── DATA FOR THIS TASK

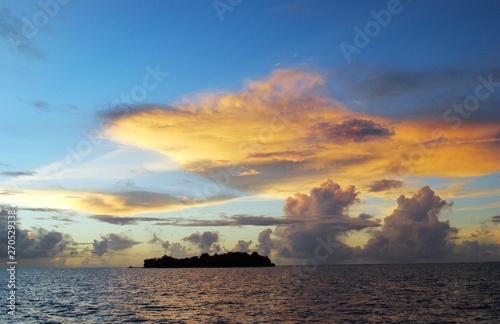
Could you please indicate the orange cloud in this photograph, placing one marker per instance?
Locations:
(287, 134)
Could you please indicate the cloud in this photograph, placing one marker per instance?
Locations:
(292, 131)
(384, 184)
(132, 202)
(328, 202)
(36, 243)
(42, 105)
(205, 241)
(16, 174)
(265, 242)
(50, 210)
(241, 246)
(349, 131)
(124, 220)
(473, 251)
(175, 250)
(391, 83)
(413, 230)
(156, 240)
(112, 242)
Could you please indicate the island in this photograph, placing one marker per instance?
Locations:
(226, 260)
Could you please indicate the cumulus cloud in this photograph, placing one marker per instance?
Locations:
(326, 200)
(291, 131)
(384, 184)
(328, 204)
(156, 240)
(265, 242)
(413, 230)
(241, 246)
(35, 243)
(205, 241)
(175, 250)
(112, 242)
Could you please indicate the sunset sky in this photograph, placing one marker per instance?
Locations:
(369, 130)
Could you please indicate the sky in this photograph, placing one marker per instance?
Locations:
(314, 132)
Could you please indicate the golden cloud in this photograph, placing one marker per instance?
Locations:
(279, 131)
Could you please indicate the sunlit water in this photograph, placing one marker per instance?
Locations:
(354, 293)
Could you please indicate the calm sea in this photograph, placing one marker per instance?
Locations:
(325, 294)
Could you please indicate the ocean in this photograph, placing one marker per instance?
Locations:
(419, 293)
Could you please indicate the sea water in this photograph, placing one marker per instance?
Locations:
(468, 292)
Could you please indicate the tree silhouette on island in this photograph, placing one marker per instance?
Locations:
(226, 260)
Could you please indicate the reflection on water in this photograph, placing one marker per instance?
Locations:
(360, 293)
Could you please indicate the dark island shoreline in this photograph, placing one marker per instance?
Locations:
(226, 260)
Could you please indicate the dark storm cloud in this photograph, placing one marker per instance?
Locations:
(112, 242)
(384, 184)
(413, 230)
(205, 241)
(12, 33)
(35, 243)
(351, 130)
(16, 174)
(241, 246)
(391, 90)
(247, 220)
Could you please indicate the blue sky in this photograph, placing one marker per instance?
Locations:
(237, 106)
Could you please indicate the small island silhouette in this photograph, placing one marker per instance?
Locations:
(226, 260)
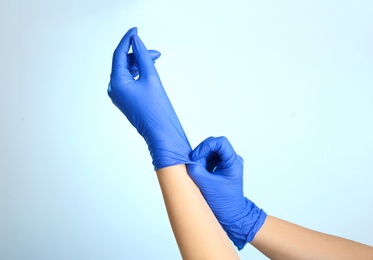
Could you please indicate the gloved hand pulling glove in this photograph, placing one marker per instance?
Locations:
(218, 173)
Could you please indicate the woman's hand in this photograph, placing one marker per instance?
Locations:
(145, 103)
(218, 173)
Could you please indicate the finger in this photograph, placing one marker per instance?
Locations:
(132, 64)
(120, 63)
(143, 58)
(214, 149)
(197, 173)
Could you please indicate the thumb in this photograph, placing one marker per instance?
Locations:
(198, 173)
(132, 63)
(144, 60)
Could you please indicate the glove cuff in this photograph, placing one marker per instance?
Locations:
(244, 230)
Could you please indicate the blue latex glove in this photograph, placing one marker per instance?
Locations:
(145, 103)
(218, 173)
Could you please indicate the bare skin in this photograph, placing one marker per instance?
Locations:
(197, 232)
(279, 239)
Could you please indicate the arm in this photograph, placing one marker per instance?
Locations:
(197, 232)
(279, 239)
(146, 105)
(219, 176)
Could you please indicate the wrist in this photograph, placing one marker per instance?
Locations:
(244, 229)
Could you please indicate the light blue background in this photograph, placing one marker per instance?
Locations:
(290, 83)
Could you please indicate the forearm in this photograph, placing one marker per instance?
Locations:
(197, 232)
(279, 239)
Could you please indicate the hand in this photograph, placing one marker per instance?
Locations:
(145, 103)
(218, 173)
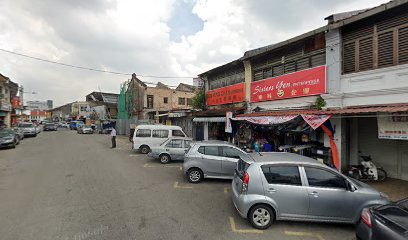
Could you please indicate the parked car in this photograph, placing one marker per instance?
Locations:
(8, 138)
(19, 132)
(75, 124)
(287, 186)
(147, 136)
(384, 222)
(29, 129)
(63, 125)
(84, 129)
(172, 149)
(50, 127)
(211, 159)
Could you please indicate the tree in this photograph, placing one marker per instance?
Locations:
(199, 100)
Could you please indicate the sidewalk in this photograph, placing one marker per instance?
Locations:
(396, 189)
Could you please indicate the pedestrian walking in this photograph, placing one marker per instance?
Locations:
(113, 136)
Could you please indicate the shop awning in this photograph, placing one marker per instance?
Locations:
(342, 111)
(209, 119)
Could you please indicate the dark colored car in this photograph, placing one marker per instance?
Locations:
(50, 127)
(8, 139)
(382, 222)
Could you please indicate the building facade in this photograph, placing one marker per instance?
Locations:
(329, 93)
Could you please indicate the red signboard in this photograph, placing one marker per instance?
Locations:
(225, 95)
(299, 84)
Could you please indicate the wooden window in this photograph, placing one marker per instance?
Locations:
(150, 99)
(403, 45)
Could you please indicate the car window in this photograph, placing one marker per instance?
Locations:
(322, 178)
(176, 143)
(231, 152)
(161, 133)
(288, 175)
(177, 133)
(209, 150)
(143, 133)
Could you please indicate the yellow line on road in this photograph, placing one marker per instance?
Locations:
(226, 190)
(305, 234)
(177, 186)
(234, 228)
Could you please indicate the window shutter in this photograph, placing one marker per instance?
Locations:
(385, 49)
(349, 58)
(403, 45)
(365, 49)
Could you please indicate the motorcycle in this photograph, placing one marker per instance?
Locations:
(367, 170)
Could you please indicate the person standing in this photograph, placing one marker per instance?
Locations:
(113, 136)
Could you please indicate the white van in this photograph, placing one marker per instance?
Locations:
(147, 136)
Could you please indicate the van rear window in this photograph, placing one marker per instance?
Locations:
(143, 133)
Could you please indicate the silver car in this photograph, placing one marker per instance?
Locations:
(211, 159)
(29, 129)
(287, 186)
(84, 129)
(172, 149)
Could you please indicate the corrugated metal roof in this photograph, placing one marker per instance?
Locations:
(343, 111)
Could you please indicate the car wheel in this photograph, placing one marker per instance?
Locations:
(261, 216)
(164, 158)
(195, 175)
(144, 149)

────

**BRIEF**
Output the entries above exactly as given, but strip out the pictures.

**RESPONSE TO THE EXERCISE**
Could you please indicate the orange cloud in this photograph, placing one marker per instance?
Locations:
(287, 134)
Could you please indicate the cloud in this photograph, placing one marker per instance?
Locations:
(292, 131)
(384, 184)
(132, 202)
(328, 202)
(36, 243)
(42, 105)
(205, 241)
(16, 174)
(265, 242)
(50, 210)
(241, 246)
(349, 131)
(124, 220)
(473, 251)
(175, 250)
(391, 83)
(413, 230)
(156, 240)
(112, 242)
Could you please indicate the island in this photograph, placing one marker per instance?
Locations:
(226, 260)
Could you please indicate the cumulus cloud in this photograph, placing one marker per instance?
Locations:
(326, 200)
(291, 131)
(384, 184)
(328, 204)
(156, 240)
(265, 242)
(413, 230)
(241, 246)
(35, 243)
(205, 241)
(175, 250)
(112, 242)
Could you please indicate the sunset sky in this photograph, placing one marker per instance?
Locations:
(369, 130)
Could you please indicate the sky in this photograph, placing one marker per instance?
Locations:
(314, 132)
Could you please indicate the golden cloud in this photograph, placing one marker per instance?
Locations:
(279, 131)
Could you please indicate the sunlit water in this photograph, placing one marker per instance?
Locations:
(354, 293)
Could you please indicate the calm sea in this photograph, placing one marker per instance?
Locations:
(325, 294)
Could you please indicate the ocean in this photograph, placing one marker per instance?
Locations:
(419, 293)
Could you please indicate the sea water in this photograph, placing one marker per instance?
Locations:
(468, 292)
Could you please indicate the tree silhouette on island in this photograph, placing one marker per instance?
Locations:
(226, 260)
Could you please indicate the reflection on water in this photograph, placing one marker per instance?
Locations:
(360, 293)
Could you please indicate the dark island shoreline in this photograph, placing one marker per instance?
Locations:
(226, 260)
Could you please indicate the dark storm cloud in this photograph, placing one marker per instance?
Locations:
(112, 242)
(384, 184)
(413, 230)
(205, 241)
(12, 33)
(35, 243)
(351, 130)
(16, 174)
(241, 246)
(391, 90)
(247, 220)
Could you please indicate the blue sky in this photograph, placing one marker per instance?
Locations:
(237, 106)
Could you please indicate the small island silhouette in this photograph, placing one marker per instance?
Locations:
(226, 260)
Could you please indicate the gloved hand pulling glove in this photograph, placing one marker per instance?
Locations:
(218, 173)
Could you please indicate the woman's hand in this photograph, placing one marker per instance?
Locations:
(145, 103)
(218, 173)
Could you please indicate the finger in this photograph, placing one marker per instance?
Locations:
(132, 64)
(120, 63)
(143, 58)
(214, 149)
(197, 173)
Could you please indicate the thumb in this photograph, placing one marker per instance?
Locations:
(198, 173)
(132, 63)
(144, 60)
Could you please indicate the glove cuff in this photograph, placing one marker per instance?
Locations:
(244, 230)
Could you please indicate the blue latex glove in this photograph, placing one marker per instance?
Locations:
(145, 103)
(218, 173)
Could you please indicate the bare skin in this photograph, placing one marker per instance?
Locations:
(197, 232)
(279, 239)
Could you please indicate the arm in this photograph, placing one marker per instance?
Locations:
(197, 232)
(279, 239)
(146, 105)
(219, 176)
Could you please indicate the wrist in this photograph, placing one marker per instance?
Locations:
(244, 229)
Could you please indicate the light blue background in this photograph, placing one marker per instance?
Locations:
(290, 83)
Could you please indicate the forearm in this photograph, placing one marker per instance?
Locations:
(197, 232)
(279, 239)
Could you please indicate the hand in this photograph, placing one marker per instance?
Locations:
(145, 103)
(218, 173)
Could you please indicate the parked car in this photograph, placing one marker per instance?
Locations:
(8, 138)
(19, 132)
(75, 124)
(287, 186)
(147, 136)
(384, 222)
(29, 129)
(63, 125)
(84, 129)
(172, 149)
(50, 127)
(211, 159)
Could you please indicate the tree in this photograph, placing one marker per instance?
Locations:
(199, 100)
Could you please indicate the sidewalk in this photograph, placing one marker per instance?
Locations:
(396, 189)
Could you please indicate the pedestrian walking in this photograph, placing one marker per instance?
Locations:
(113, 136)
Could you please indicate the shop awning in this photograph, placing one marker per instance?
Locations:
(342, 111)
(209, 119)
Could you please indicate the dark colored car in this photograph, placing one marker per instance?
Locations:
(50, 127)
(8, 139)
(382, 222)
Could you please indicate the building facade in this photograph, placing one marker per instance?
Locations:
(329, 93)
Could you please indicate the red signboard in this photograph, placing one marker per instance?
Locations:
(225, 95)
(299, 84)
Could you please indicate the wooden window in this photograph, placing one marker per instance?
Locations:
(150, 99)
(403, 45)
Could you please indicate the car window in this photograph, placing one marker per instance?
Locations:
(322, 178)
(176, 143)
(231, 152)
(161, 133)
(288, 175)
(177, 133)
(209, 150)
(143, 133)
Could you please indicate the yellow line on road in this photograph, placing one marker per instance?
Locations:
(226, 190)
(305, 234)
(177, 186)
(234, 228)
Could you please indicate the window shutter in this photograph, placing one marker per instance?
Locations:
(385, 49)
(349, 58)
(403, 45)
(365, 49)
Could you please indicate the motorcycle in this photograph, placing one marker per instance?
Locations:
(367, 170)
Could you please indicate the person standing in this photograph, placing one marker per instance?
Locations:
(113, 136)
Could you please indicate the white van in this photograph, placing one marker per instance?
Locations:
(147, 136)
Could you please indicate the van rear window in this photograph, placing one marker per instance?
Locations:
(143, 133)
Could you please indicate the silver car in this photograph, placing one marker per instance?
Locations:
(211, 159)
(29, 129)
(287, 186)
(84, 129)
(172, 149)
Could you please indicate the corrugated metal roof in this photograph, placing one marker per instance?
Locations:
(343, 111)
Could you please indicate the car wheel in this photograph, placing one marker per instance?
Locations:
(261, 216)
(164, 158)
(195, 175)
(144, 149)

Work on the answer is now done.